__What is needed__: Copy every one of the following entries word for word, keeping each line unchanged.
--- start Material provided ---
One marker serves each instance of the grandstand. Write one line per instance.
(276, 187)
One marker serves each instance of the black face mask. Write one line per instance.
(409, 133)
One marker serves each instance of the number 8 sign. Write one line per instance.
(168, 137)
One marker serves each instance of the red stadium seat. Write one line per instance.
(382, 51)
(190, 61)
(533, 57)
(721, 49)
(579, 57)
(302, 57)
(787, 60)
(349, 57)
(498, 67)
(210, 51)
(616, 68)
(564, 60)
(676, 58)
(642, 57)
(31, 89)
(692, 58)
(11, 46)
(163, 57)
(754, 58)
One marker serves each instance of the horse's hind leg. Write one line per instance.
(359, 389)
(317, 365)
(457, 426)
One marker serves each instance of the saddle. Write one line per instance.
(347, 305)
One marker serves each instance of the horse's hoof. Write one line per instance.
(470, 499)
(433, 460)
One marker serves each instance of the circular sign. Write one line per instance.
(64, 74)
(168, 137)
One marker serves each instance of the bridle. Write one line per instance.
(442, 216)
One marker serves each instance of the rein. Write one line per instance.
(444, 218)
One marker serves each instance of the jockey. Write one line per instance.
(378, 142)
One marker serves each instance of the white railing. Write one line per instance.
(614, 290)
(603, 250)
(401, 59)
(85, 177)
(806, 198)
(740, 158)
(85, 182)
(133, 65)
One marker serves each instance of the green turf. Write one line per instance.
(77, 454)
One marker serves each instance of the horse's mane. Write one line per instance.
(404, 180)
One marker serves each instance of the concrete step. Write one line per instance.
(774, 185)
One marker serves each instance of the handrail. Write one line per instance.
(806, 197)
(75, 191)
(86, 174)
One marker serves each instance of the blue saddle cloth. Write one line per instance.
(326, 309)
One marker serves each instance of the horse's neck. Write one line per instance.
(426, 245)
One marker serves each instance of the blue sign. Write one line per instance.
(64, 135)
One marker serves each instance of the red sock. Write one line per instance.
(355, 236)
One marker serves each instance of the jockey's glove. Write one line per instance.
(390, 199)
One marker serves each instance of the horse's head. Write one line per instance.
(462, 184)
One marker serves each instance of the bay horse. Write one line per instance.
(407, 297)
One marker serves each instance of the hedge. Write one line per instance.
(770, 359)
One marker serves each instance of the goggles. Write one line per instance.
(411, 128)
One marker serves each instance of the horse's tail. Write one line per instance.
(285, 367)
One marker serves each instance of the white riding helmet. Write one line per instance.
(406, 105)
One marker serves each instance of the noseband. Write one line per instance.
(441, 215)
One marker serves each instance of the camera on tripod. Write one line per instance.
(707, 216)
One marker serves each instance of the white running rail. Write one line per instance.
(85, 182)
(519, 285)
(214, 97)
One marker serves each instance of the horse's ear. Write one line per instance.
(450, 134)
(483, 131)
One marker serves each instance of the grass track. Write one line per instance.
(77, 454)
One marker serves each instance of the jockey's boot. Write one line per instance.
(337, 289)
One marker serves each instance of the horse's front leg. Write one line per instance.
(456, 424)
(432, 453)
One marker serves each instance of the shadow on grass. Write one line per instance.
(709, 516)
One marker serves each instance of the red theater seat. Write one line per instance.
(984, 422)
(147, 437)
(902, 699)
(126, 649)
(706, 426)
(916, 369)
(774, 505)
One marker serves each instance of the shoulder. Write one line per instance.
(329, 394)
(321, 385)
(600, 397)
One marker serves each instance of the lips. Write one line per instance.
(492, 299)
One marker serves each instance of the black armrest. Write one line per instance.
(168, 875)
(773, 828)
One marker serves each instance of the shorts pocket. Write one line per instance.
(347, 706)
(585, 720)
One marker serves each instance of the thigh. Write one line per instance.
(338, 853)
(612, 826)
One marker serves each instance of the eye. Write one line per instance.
--- end Material provided ---
__Completed task__:
One marker serves each instance of the grandstand. Write one line per instance.
(276, 187)
One marker serves each instance of the black face mask. Write one line per instance.
(409, 133)
One marker serves each instance of the number 8 sign. Write one line per instance.
(168, 137)
One marker serves each instance of the red stadium seat. Write one line per instance.
(382, 51)
(190, 61)
(533, 57)
(721, 49)
(579, 57)
(302, 57)
(787, 60)
(349, 57)
(498, 67)
(210, 51)
(616, 68)
(564, 60)
(676, 58)
(642, 57)
(31, 89)
(692, 58)
(11, 46)
(163, 57)
(754, 58)
One marker serves each instance of the horse's hind leg. Write one line per instance.
(359, 389)
(317, 365)
(457, 426)
One marker serves each instance of the saddle. Write one line per instance.
(347, 305)
One marker serves each instance of the horse's hoof. Write one line per instance.
(470, 499)
(433, 460)
One marker serves each instance of the circular sign. Write one line per instance.
(64, 74)
(168, 137)
One marker serves each instance of the bridle. Write one line per instance.
(442, 216)
One marker serves each instance of the rein. Write one line per instance.
(444, 218)
One marker serves each instance of the jockey. Write one line per instance.
(378, 142)
One marker serves each instance of the white railing. Write one line per instance.
(614, 290)
(603, 250)
(401, 59)
(85, 177)
(806, 198)
(740, 158)
(85, 182)
(133, 65)
One marker serves each instance of the green turf. Write one line per instance.
(77, 454)
One marker serves each instance of the horse's mane. Write one line per instance.
(404, 180)
One marker serves each instance of the concrete step. Write one line per instance.
(774, 185)
One marker serves each instance of the handrail. Write one line per instance.
(806, 197)
(75, 191)
(86, 174)
One marker serves each instance of the blue saddle cloth. Write one line per instance.
(326, 309)
One marker serves each instance of the horse's neck. Write one line per instance.
(426, 245)
One marker serves each instance of the blue sign. Write one line per instance.
(64, 135)
One marker serves each instance of the red sock. Write one line per instance.
(355, 236)
One marker serves each instance of the jockey's glove. Write one line per instance.
(390, 199)
One marker serves each instance of the horse's head. Write one line per instance.
(462, 184)
One marker serves each instance of the bay horse. Write one line per instance.
(407, 297)
One marker serves each instance of the hedge. Write one line per instance.
(770, 359)
One marker serves each instance of the goggles. Write one line per instance.
(411, 128)
One marker serves each instance of the horse's tail. Write one line per instance.
(285, 367)
One marker serves each instance of the white riding helmet. Write one line per instance.
(406, 105)
One marker serves each instance of the noseband. Write one line per instance.
(441, 215)
One marker serves each instance of the camera on tripod. Write one line per instance.
(707, 216)
One marker serves each instance of the white running rail. Write one line per instance.
(85, 182)
(519, 285)
(214, 97)
One marker serves each instance of the horse's ear. Write one line per instance.
(450, 134)
(483, 131)
One marker serves each instance of the grass track. Write one line per instance.
(77, 454)
One marker serves each instance of the jockey's boot. Write one line per instance.
(337, 289)
One marker serves each instance of the horse's front leg. Write one line per instance.
(456, 424)
(432, 453)
One marker serves each instance of the shadow on grass. Write one line per instance.
(709, 516)
One marker serves each instance of the red theater seat. Write one line per instance.
(984, 422)
(147, 437)
(902, 699)
(126, 649)
(706, 426)
(916, 369)
(774, 505)
One marker serves each instance of the shoulder. Write one line per instance.
(329, 394)
(321, 385)
(600, 397)
One marker serves each instance of the lips. Write one line per instance.
(492, 299)
One marker serves each instance of the black armrest. Write one line per instance.
(168, 875)
(773, 828)
One marker serves each instance of the shorts pocket. Write one line per instance.
(347, 706)
(585, 720)
One marker serves each instance of the thigh. Write one line per instance.
(338, 853)
(612, 826)
One marker serves each instance of the eye. Write one line per instance.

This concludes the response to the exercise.